→ **REQUIREMENT**: Every record below should be printed exactly as it appears.

┌────────

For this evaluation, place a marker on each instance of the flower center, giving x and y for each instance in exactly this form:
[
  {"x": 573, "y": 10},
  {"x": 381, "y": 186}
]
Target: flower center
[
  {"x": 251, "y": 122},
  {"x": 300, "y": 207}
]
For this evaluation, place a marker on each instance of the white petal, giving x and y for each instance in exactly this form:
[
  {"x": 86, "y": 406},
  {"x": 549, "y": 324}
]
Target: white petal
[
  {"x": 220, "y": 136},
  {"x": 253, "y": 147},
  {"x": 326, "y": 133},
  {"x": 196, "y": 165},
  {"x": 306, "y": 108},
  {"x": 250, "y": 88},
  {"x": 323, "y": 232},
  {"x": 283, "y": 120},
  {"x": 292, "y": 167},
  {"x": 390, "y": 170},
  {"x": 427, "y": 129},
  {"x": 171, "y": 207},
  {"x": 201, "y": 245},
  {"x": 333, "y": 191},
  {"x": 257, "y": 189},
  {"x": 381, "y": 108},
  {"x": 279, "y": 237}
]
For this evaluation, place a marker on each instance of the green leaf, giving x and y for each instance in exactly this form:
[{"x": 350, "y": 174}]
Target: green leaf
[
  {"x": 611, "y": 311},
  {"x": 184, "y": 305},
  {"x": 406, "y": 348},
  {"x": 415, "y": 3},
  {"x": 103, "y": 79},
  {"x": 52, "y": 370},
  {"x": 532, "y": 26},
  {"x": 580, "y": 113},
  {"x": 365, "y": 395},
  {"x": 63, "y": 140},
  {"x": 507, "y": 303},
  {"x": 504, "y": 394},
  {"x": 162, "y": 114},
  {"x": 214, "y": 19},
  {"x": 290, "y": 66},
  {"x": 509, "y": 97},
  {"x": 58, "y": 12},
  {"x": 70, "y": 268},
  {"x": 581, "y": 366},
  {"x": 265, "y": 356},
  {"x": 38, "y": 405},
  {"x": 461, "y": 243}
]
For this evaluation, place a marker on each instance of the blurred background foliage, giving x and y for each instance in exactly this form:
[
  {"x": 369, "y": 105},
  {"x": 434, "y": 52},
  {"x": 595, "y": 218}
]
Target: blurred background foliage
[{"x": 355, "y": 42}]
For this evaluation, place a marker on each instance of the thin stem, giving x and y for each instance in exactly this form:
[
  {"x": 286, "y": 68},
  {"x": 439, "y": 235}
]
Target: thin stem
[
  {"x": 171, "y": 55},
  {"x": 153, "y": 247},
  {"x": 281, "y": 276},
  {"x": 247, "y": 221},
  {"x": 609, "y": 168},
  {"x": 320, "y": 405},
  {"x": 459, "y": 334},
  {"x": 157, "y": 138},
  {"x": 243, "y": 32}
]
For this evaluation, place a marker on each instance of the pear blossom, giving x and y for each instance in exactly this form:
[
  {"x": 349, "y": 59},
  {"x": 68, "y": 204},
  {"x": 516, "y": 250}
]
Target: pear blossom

└────────

→ **FULL ANSWER**:
For this evaluation, place a marker on each instance of the flower center, giving x and y for each instance in exactly this form:
[
  {"x": 573, "y": 10},
  {"x": 381, "y": 186}
]
Target: flower center
[
  {"x": 251, "y": 122},
  {"x": 300, "y": 207}
]
For this evaluation, place a marker on each instance of the white petal, giving x and y for each instance in exactly this form:
[
  {"x": 86, "y": 406},
  {"x": 549, "y": 324}
]
Target: white petal
[
  {"x": 220, "y": 136},
  {"x": 253, "y": 147},
  {"x": 326, "y": 133},
  {"x": 196, "y": 165},
  {"x": 306, "y": 108},
  {"x": 250, "y": 88},
  {"x": 323, "y": 232},
  {"x": 283, "y": 120},
  {"x": 292, "y": 167},
  {"x": 390, "y": 170},
  {"x": 427, "y": 129},
  {"x": 171, "y": 207},
  {"x": 201, "y": 245},
  {"x": 333, "y": 191},
  {"x": 257, "y": 189},
  {"x": 381, "y": 108},
  {"x": 279, "y": 237}
]
For this evaluation, place a marker on each instance of the green leaf, giving x and y for each instance in exactly this form:
[{"x": 350, "y": 174}]
Target: green leaf
[
  {"x": 611, "y": 311},
  {"x": 184, "y": 305},
  {"x": 406, "y": 348},
  {"x": 415, "y": 3},
  {"x": 103, "y": 79},
  {"x": 52, "y": 370},
  {"x": 532, "y": 26},
  {"x": 580, "y": 113},
  {"x": 365, "y": 395},
  {"x": 63, "y": 140},
  {"x": 507, "y": 303},
  {"x": 504, "y": 394},
  {"x": 162, "y": 114},
  {"x": 214, "y": 19},
  {"x": 290, "y": 66},
  {"x": 509, "y": 97},
  {"x": 58, "y": 12},
  {"x": 70, "y": 268},
  {"x": 581, "y": 366},
  {"x": 265, "y": 356},
  {"x": 38, "y": 405},
  {"x": 461, "y": 243}
]
For this evaluation, place a marker on each instance of the blurred background foliage, giving x and y for each instance in exactly this form:
[
  {"x": 369, "y": 105},
  {"x": 434, "y": 52},
  {"x": 595, "y": 218}
]
Target: blurred background foliage
[{"x": 355, "y": 42}]
For this evaluation, place a marker on each instance of the thin stem, giving x and y for each instance in exactly this form:
[
  {"x": 286, "y": 68},
  {"x": 439, "y": 235}
]
Target: thin stem
[
  {"x": 171, "y": 55},
  {"x": 153, "y": 247},
  {"x": 281, "y": 276},
  {"x": 247, "y": 221},
  {"x": 609, "y": 168},
  {"x": 320, "y": 405},
  {"x": 459, "y": 334},
  {"x": 157, "y": 138},
  {"x": 243, "y": 32}
]
For this evaluation, place a marker on each instance of the pear blossom, giving x and y for each instance in exactly this form:
[
  {"x": 349, "y": 59},
  {"x": 68, "y": 204},
  {"x": 516, "y": 250}
]
Target: pear blossom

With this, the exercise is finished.